### Requirement
Could you print the stretch from the start of the records through the line containing "[(419, 28)]", word for word, with the pictures left out?
** start Data provided **
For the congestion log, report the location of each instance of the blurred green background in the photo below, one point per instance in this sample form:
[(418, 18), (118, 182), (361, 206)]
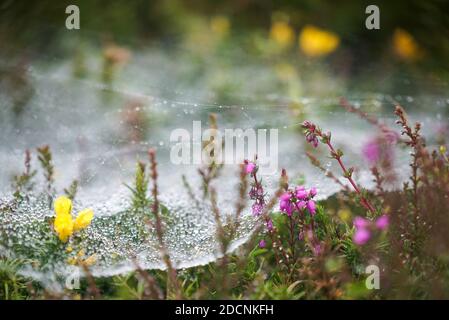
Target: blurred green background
[(419, 28)]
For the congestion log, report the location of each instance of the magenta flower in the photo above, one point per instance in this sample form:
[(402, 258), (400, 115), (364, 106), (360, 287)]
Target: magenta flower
** end Data provided **
### Answer to the problem
For the congestion log, report the location of each instance of the blurred green background in the photo below, one point per instance in this sample form:
[(418, 18), (118, 182), (361, 206)]
Target: blurred green background
[(419, 28)]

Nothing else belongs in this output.